Skip to content
New issue

Have a question about this project? Sign up for a free GitHub account to open an issue and contact its maintainers and the community.

By clicking “Sign up for GitHub”, you agree to our terms of service and privacy statement. We’ll occasionally send you account related emails.

Already on GitHub? Sign in to your account

Netdata stops working after some time: lots of sockets in CLOSE_WAIT from prometheus remote host #7440

Closed
cpw opened this issue Dec 5, 2019 · 22 comments · Fixed by #7478, #7533 or #7565
Closed
Assignees
Labels
Milestone

Comments

@cpw
Copy link

cpw commented Dec 5, 2019

Bug report summary

It seems my netdata stops working after a time. I have to restart the process for it to resume. The problem occurs on an intermittent basis - there seems to be little pattern to when the process stops working.

When this happens I notice a lot of CLOSE_WAIT sockets from my remote prometheus host (set up as a scrape in prometheus). Is this a cause, or a symptom? I do not know.

OS / Environment

Debian Linux buster, using the kickstarter install following nightly (it seems to update reasonably regularly). I'm running on the "baremetal" of the server - there's plenty of containers but netdata itself is not in one.

Netdata version (ouput of netdata -V)

netdata v1.19.0-37-nightly (this problem has been happening intermittently since around the v18 or so release)

Component Name

Everything, but probably related to prometheus somehow?

Steps To Reproduce

Wait. Though I can't guarantee there's not something specific to my environment.

Expected behavior

That netdata runs for more than around 24 hours without dying and needing to restart.

→ **Records supplied**:

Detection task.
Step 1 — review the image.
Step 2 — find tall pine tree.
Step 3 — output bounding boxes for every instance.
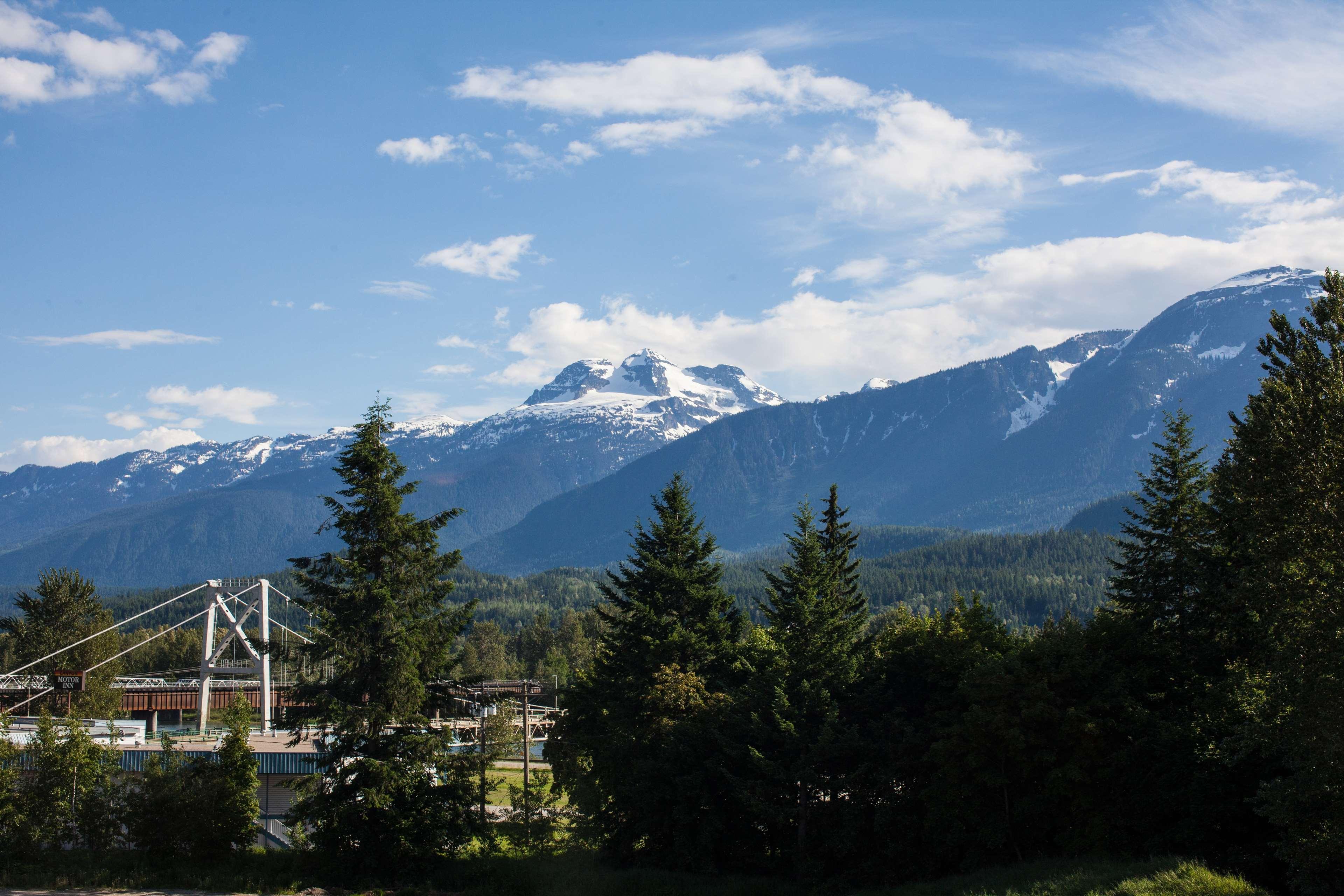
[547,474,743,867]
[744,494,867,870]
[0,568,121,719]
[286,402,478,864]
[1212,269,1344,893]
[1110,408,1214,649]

→ **Instructions to follow**:
Transcribe the Netdata bug report from "cpw commented Dec" to "not in one.". Rely only on the Netdata bug report above.

→ **Answer for this exercise**:
cpw commented Dec 5, 2019

Bug report summary

It seems my netdata stops working after a time. I have to restart the process for it to resume. The problem occurs on an intermittent basis - there seems to be little pattern to when the process stops working.

When this happens I notice a lot of CLOSE_WAIT sockets from my remote prometheus host (set up as a scrape in prometheus). Is this a cause, or a symptom? I do not know.

OS / Environment

Debian Linux buster, using the kickstarter install following nightly (it seems to update reasonably regularly). I'm running on the "baremetal" of the server - there's plenty of containers but netdata itself is not in one.